→ **PROBLEM STATEMENT**
Please write out all of the entries without altering anything.

→ **DATA FOR REVIEW**
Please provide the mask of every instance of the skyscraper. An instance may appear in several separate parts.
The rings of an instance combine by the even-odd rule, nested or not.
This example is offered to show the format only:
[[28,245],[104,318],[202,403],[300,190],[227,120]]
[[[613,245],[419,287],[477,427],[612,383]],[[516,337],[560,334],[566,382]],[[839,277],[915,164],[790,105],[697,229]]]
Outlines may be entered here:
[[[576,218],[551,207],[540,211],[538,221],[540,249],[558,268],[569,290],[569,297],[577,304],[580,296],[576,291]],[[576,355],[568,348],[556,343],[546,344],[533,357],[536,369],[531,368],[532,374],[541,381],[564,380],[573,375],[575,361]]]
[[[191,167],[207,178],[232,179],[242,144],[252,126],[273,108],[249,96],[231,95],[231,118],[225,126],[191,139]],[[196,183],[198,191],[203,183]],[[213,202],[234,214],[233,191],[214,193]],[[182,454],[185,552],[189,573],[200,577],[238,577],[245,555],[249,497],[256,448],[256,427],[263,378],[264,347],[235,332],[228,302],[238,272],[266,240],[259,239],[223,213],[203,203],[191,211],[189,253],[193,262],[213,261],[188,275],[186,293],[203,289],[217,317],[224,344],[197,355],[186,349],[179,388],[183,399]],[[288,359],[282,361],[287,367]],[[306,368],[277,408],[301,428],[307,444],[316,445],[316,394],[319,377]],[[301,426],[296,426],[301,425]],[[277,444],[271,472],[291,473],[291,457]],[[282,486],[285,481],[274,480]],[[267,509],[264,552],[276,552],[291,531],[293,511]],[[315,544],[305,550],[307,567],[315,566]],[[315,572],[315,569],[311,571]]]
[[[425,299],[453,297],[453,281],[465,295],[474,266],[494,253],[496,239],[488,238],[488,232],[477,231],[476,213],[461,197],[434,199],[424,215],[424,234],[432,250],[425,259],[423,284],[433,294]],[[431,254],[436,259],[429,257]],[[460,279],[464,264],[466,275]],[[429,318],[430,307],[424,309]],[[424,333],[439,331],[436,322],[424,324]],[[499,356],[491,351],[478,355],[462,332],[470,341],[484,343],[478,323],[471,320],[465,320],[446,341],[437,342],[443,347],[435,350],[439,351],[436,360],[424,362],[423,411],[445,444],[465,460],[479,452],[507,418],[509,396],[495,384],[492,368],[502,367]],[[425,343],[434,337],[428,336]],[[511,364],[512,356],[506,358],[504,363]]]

→ **YOUR RESPONSE**
Please provide the mask of every instance of the skyscraper. An instance may appear in several separate parts.
The rings of an instance combine by the even-odd rule, nested or not.
This example is offered to show the format only:
[[28,245],[104,318],[202,403],[300,190],[227,120]]
[[[613,245],[419,287],[477,427],[612,383]],[[516,337],[560,334],[566,382]],[[839,277],[915,164],[790,105],[697,229]]]
Outlines may be entered here:
[[[576,218],[551,207],[540,211],[538,221],[540,249],[558,268],[569,290],[569,297],[577,304],[580,296],[576,291]],[[576,355],[568,348],[556,343],[546,344],[533,357],[536,369],[531,368],[532,374],[541,381],[564,380],[573,375],[575,361]]]
[[[191,167],[207,178],[232,179],[242,144],[252,126],[273,108],[249,96],[231,95],[231,118],[225,126],[191,139]],[[196,183],[198,191],[203,183]],[[213,202],[234,214],[233,191],[214,193]],[[182,454],[185,552],[189,573],[200,577],[238,577],[245,555],[249,497],[256,448],[256,427],[263,378],[264,347],[235,332],[228,302],[238,272],[266,240],[259,239],[223,213],[203,203],[191,211],[189,253],[193,262],[213,261],[188,275],[186,293],[203,289],[217,317],[224,344],[197,355],[186,349],[179,388],[183,399]],[[288,359],[282,361],[287,367]],[[306,368],[277,408],[301,428],[307,444],[316,445],[316,394],[319,377]],[[301,426],[296,426],[301,425]],[[277,444],[271,472],[291,473],[291,457]],[[282,486],[285,481],[274,480]],[[267,509],[264,552],[276,552],[291,531],[293,511]],[[315,544],[305,550],[307,567],[315,566]],[[315,572],[315,569],[311,571]]]
[[[425,299],[453,297],[453,281],[465,295],[474,266],[494,253],[496,239],[488,238],[488,232],[477,231],[476,213],[461,197],[434,199],[424,215],[424,234],[432,250],[425,259],[423,284],[433,294]],[[431,254],[436,259],[429,257]],[[460,279],[464,264],[466,275]],[[429,318],[430,307],[424,309]],[[424,333],[439,331],[436,322],[424,324]],[[499,356],[491,351],[478,355],[462,332],[470,341],[484,343],[478,323],[471,320],[465,320],[446,341],[437,342],[443,347],[435,350],[439,351],[436,360],[424,362],[423,411],[445,444],[465,460],[479,452],[507,418],[509,396],[495,384],[492,368],[502,367]],[[425,343],[434,337],[428,336]],[[511,364],[512,356],[506,358],[504,363]]]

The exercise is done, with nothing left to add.